▶ **Data provided**:

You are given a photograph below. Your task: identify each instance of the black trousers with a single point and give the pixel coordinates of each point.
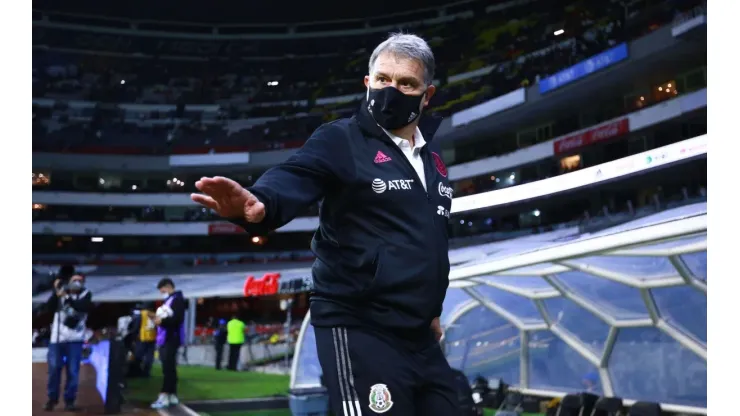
(219, 355)
(368, 372)
(234, 350)
(168, 356)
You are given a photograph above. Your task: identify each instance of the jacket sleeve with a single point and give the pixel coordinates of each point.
(178, 314)
(82, 304)
(302, 180)
(52, 304)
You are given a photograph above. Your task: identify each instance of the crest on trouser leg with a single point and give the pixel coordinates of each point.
(380, 398)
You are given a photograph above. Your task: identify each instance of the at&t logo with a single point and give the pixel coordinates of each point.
(442, 211)
(444, 190)
(380, 186)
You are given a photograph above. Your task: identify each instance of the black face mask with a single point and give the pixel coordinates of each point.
(393, 109)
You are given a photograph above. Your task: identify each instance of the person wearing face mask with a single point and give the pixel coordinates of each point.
(71, 302)
(170, 321)
(381, 269)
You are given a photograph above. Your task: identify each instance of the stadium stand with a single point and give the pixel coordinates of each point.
(574, 132)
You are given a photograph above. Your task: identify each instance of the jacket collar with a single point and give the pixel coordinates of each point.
(428, 124)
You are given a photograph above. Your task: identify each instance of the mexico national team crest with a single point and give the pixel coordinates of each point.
(439, 164)
(380, 398)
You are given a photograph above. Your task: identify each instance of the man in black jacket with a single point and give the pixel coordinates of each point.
(381, 269)
(170, 320)
(70, 302)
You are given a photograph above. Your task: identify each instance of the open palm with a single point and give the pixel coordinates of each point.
(228, 199)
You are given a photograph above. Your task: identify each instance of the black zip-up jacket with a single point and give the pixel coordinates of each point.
(381, 246)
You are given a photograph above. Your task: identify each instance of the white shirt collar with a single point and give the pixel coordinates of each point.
(419, 141)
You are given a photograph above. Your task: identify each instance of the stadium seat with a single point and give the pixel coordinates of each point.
(512, 405)
(607, 406)
(577, 404)
(645, 409)
(588, 401)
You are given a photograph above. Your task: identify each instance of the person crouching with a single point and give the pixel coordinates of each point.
(169, 319)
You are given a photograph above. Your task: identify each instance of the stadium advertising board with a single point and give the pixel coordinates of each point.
(593, 135)
(582, 69)
(640, 162)
(271, 284)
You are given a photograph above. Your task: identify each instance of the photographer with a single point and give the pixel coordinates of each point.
(170, 319)
(70, 302)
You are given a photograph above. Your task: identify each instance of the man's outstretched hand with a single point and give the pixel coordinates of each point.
(229, 199)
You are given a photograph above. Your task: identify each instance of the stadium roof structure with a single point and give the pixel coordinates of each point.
(621, 312)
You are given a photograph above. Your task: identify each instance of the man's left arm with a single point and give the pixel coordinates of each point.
(178, 314)
(82, 303)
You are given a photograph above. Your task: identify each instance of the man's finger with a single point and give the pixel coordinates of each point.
(205, 200)
(251, 199)
(255, 213)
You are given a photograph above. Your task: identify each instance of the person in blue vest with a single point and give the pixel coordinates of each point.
(170, 321)
(381, 269)
(219, 341)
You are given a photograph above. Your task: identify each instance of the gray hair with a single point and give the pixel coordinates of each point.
(407, 46)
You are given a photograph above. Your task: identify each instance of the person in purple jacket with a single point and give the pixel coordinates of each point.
(170, 319)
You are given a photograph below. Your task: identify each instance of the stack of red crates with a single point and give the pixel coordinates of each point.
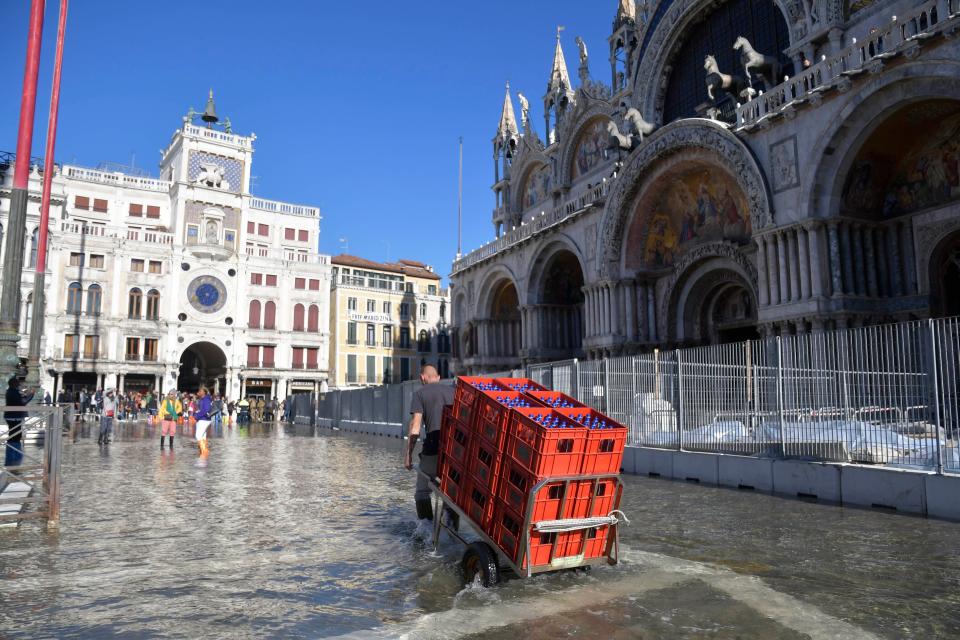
(501, 437)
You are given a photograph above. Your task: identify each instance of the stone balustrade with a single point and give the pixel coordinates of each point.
(115, 178)
(274, 206)
(900, 36)
(547, 219)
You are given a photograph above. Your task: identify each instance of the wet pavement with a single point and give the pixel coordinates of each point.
(295, 532)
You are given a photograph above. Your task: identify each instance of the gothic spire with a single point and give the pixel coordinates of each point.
(508, 122)
(559, 76)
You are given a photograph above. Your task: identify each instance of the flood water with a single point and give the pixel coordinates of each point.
(302, 533)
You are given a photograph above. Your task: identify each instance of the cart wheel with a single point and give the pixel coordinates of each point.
(480, 559)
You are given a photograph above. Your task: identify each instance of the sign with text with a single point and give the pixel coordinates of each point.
(356, 316)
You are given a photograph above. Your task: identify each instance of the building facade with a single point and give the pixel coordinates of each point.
(750, 168)
(386, 320)
(177, 281)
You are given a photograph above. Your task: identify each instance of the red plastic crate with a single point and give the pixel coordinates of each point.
(603, 452)
(521, 385)
(455, 482)
(545, 451)
(552, 398)
(492, 417)
(506, 529)
(479, 506)
(465, 394)
(456, 440)
(516, 482)
(483, 464)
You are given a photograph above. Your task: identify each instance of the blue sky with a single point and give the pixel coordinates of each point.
(357, 106)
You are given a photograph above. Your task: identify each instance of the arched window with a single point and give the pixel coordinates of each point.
(34, 243)
(298, 317)
(94, 299)
(253, 320)
(153, 305)
(27, 314)
(74, 298)
(135, 304)
(270, 315)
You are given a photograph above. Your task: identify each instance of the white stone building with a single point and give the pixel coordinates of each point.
(179, 281)
(819, 186)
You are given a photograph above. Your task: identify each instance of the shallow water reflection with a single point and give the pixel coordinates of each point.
(291, 532)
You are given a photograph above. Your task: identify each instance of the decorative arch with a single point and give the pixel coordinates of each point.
(597, 110)
(866, 110)
(543, 254)
(488, 285)
(697, 284)
(666, 32)
(674, 143)
(535, 188)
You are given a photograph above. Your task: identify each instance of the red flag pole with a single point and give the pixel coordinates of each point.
(48, 164)
(17, 219)
(39, 275)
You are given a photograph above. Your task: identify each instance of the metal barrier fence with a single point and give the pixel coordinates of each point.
(31, 489)
(876, 395)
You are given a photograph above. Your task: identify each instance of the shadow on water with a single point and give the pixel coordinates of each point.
(295, 532)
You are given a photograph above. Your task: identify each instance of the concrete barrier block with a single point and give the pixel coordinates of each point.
(745, 473)
(807, 480)
(695, 467)
(655, 462)
(885, 488)
(943, 496)
(629, 464)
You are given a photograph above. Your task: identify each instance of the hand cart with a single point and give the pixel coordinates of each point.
(485, 558)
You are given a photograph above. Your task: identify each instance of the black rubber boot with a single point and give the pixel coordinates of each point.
(424, 510)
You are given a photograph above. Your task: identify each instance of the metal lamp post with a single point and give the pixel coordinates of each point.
(39, 290)
(17, 221)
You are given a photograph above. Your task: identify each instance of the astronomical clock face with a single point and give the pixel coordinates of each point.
(207, 294)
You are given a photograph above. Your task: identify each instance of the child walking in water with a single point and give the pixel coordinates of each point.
(202, 414)
(170, 410)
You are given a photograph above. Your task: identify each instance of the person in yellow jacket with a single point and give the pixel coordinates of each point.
(170, 410)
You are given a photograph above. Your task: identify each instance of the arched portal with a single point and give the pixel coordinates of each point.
(945, 277)
(558, 313)
(202, 364)
(502, 340)
(712, 304)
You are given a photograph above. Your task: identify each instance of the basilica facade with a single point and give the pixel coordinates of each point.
(176, 281)
(747, 168)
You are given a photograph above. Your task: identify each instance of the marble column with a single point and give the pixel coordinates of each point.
(803, 248)
(859, 260)
(763, 293)
(893, 257)
(816, 264)
(652, 312)
(836, 267)
(847, 255)
(871, 261)
(884, 286)
(909, 260)
(630, 297)
(794, 265)
(773, 272)
(782, 258)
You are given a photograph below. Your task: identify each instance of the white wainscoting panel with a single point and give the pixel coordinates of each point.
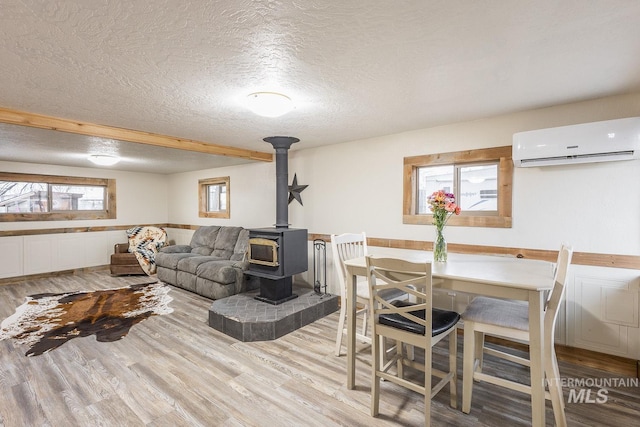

▶ **Task**: Please write the material out again exactly as shown above, minus any pictures.

▶ **Answer below**:
You are given a photograph below. Your task: identify each instance of the black trousers with a single point and give the pixel coordinates of each point.
(219, 355)
(368, 372)
(234, 350)
(168, 356)
You are given a photograph above. Your task: identify each instance of the jacket sleeve with a single point and give the pixel coordinates of each point.
(178, 314)
(82, 304)
(302, 180)
(52, 304)
You are given a photograph above. Your task: identify each instance of the crest on trouser leg with a single point and give the pixel coordinates of each point.
(380, 398)
You are given a photograph above. Your task: identify each instance of the at&t logo with a single point and give the pixel coordinates of each point.
(442, 211)
(444, 190)
(380, 186)
You are given a photograph above. Your task: identify each instance of the black face mask with a single point and give the pixel coordinates of each point.
(393, 109)
You are given a photograph above. Your task: identify each instance of the person wearing face mask with a single point and give the pixel coordinates of each point.
(71, 302)
(170, 321)
(381, 269)
You are given a photograph above. Your task: identify each instance of the stadium stand with a single point and give the pixel coordinates of each point.
(574, 132)
You are given a photograph above. Your task: identify each instance of the jacket collar with a single point and give the pixel coordinates of each point.
(428, 124)
You are given a photograph above. Your task: identify each instance of the mexico national team crest with a single point and give the pixel coordinates of each point.
(439, 164)
(380, 398)
You are given a photograph above. Your task: identify each instance of the man in black jacket with a single point and give the pixel coordinates of each point.
(381, 269)
(170, 320)
(70, 302)
You are given a photograph above. Your task: identify each instance of the open palm with a single point and give the pixel coordinates of each point.
(228, 199)
You are given a photograph above. Your task: identify each instance of the black zip-up jacket with a single point and give the pixel coordinates of each point.
(381, 246)
You are given a photograph above. Your task: identify each instance of the white shirt collar with a single point and give the pixel coordinates of each point.
(419, 141)
You are given a photograph above. Your task: identify each instance of the stadium seat with a single point and give the pixel coordinates of each point.
(512, 405)
(607, 406)
(577, 404)
(645, 409)
(588, 401)
You are given a photograph above. Your task: identify each instance of the person crouching with a single point and give the pixel coordinates of each point.
(169, 319)
You are given a photograph above. Your task: identify each instance of the stadium advertising board with a single point and give the pixel coordinates of each point.
(593, 135)
(582, 69)
(640, 162)
(271, 284)
You are given a photograph above. Your task: identify each instance of the photographer with a single point and give the pixel coordinates of each point.
(170, 319)
(70, 302)
You are given a photograph above. Your task: identify each instance of the man's outstretched hand with a single point and give the pixel coordinates of each point.
(229, 199)
You are given a photograph above. Your task: identify each instance of the stadium roof structure with a single point and give the pixel coordinates of each point.
(621, 312)
You are given a photograph above. Your task: identify each instance of the man's left arm with a single point and give the pixel coordinates of each point.
(178, 314)
(82, 303)
You are given a photograph above. Your task: identify each instance of the man's finger with a single point and give the pixel coordinates of each point.
(205, 200)
(251, 199)
(255, 213)
You are given a photograph above. Your task: identify each instance of the person in blue vest with a single point and give the pixel coordinates of each point.
(170, 321)
(381, 269)
(219, 341)
You are given a photograph above. Your task: identify each instance of the gray hair with a single point and give the pixel coordinates of each point.
(407, 46)
You are given a photograph above. Your task: identify each instance of the person in purple jacket with a single point and give the pixel coordinates of each point.
(170, 319)
You are given a photograph below. Your task: identify each instance of the stack of red crates with a single point and give the pixel coordinates of each point.
(501, 437)
You are given a photograph above. Your task: identify each instance of the stone balustrade with a single point and give the pixel coordinates of each point.
(115, 178)
(274, 206)
(900, 36)
(547, 219)
You are given a photograph above. Your task: identify each instance of the wet pavement with a single point and give the pixel coordinates of each point.
(295, 532)
You are given a photograph above. Your task: identify each instance of the gothic spire with a single point and give the pixel coordinates of each point.
(508, 122)
(559, 76)
You are given a photograph above. Your task: identify each instance of the flood water with a single point and give the pixel coordinates of each point.
(302, 533)
You are given a photograph above. Your task: identify each instance of the cart wheel with a single point and give the pixel coordinates of each point.
(480, 559)
You are given a photograph above. Your task: identify each instance of the sign with text with a single point and give the pixel coordinates of each point.
(356, 316)
You are given a photograph above. Your task: identify each instance of the building facade with a single point and give the pixel coordinates of each point.
(750, 168)
(386, 320)
(177, 281)
You are given a photograph above. Your task: identify each instance of the red plastic crate with a single point and give the pixel coordinates of each point.
(603, 452)
(521, 385)
(455, 482)
(545, 451)
(552, 398)
(492, 417)
(506, 529)
(479, 506)
(465, 394)
(456, 440)
(516, 482)
(483, 464)
You are given a photograph above. Your task: identify each instance of the blue sky with a single point and give the pixel coordinates of each point.
(357, 106)
You are given a photograph above. Your task: identify each instance of the arched window with a single point and give the pixel coordinates of each point.
(34, 243)
(298, 317)
(94, 299)
(253, 320)
(153, 305)
(27, 314)
(74, 298)
(135, 304)
(270, 315)
You are given a photograph above. Your task: identify each instance of the white stone building with a single point and give the pixel coordinates of each point.
(179, 281)
(819, 186)
You are given a photograph above. Your task: identify each instance of the shallow water reflection with a single point and give the pixel coordinates of each point.
(291, 532)
You are given a photograph above. Your task: identify each instance of the decorative arch with a single point and give the pixel coordinates of each point.
(597, 110)
(866, 110)
(543, 254)
(488, 285)
(697, 284)
(666, 32)
(674, 143)
(535, 188)
You are given a photograph above. Your task: identify each instance of the red flag pole with a single point and give the pixel coordinates of each point.
(48, 164)
(17, 219)
(39, 275)
You are given a photograph above. Your task: identify each instance of the metal barrier fence with a single point and give the pixel coordinates of each point.
(31, 489)
(876, 395)
You are given a photograph above. Your task: identify each instance of the shadow on water with a single point and give the pixel coordinates of each point.
(295, 532)
You are given a photograph above. Your task: identify each instance of the concrete barrier block with a single point and give the pixel coordinates of each point.
(745, 473)
(807, 480)
(695, 467)
(655, 462)
(885, 488)
(943, 496)
(629, 464)
You are given a photograph above. Your task: identify each instance of the hand cart with a single point and give the pixel coordinates of each point.
(485, 558)
You are given a photograph above. Your task: identify each instance of the black rubber boot with a single point and give the pixel coordinates of each point.
(424, 510)
You are given a photograph above. Your task: identify each instance of the metal lamp post with a single point and give the pixel coordinates of each point.
(39, 290)
(17, 221)
You are given a photograph above. Your task: identify each instance of the astronomical clock face with a single point and give the pixel coordinates of each point.
(207, 294)
You are given a photograph above. Your task: identify each instance of the child walking in water with a single point and give the pixel coordinates of each point.
(202, 414)
(170, 410)
You are given a photograph above. Your task: identify each instance of the person in yellow jacket with a single point and give the pixel coordinates of each point.
(170, 410)
You are given a photograph above. Your task: identify each instance of the arched portal with a single point and give the pixel coordinates of each point.
(945, 277)
(558, 313)
(202, 364)
(502, 340)
(712, 304)
You are given a photograph above. Your task: identify each instance of the basilica facade with a single point and give the pixel coordinates of each point.
(176, 281)
(747, 168)
You are given a photograph above. Your task: identify each instance of the marble column with a single point and give the pixel coordinates of each point.
(803, 248)
(859, 260)
(763, 293)
(893, 257)
(816, 264)
(652, 312)
(836, 267)
(847, 255)
(871, 261)
(884, 286)
(909, 260)
(630, 297)
(794, 265)
(773, 272)
(782, 258)
You are given a photograph below. Your task: identify each instance of the white wainscoting panel with a single point and give the pixel coordinates of each point.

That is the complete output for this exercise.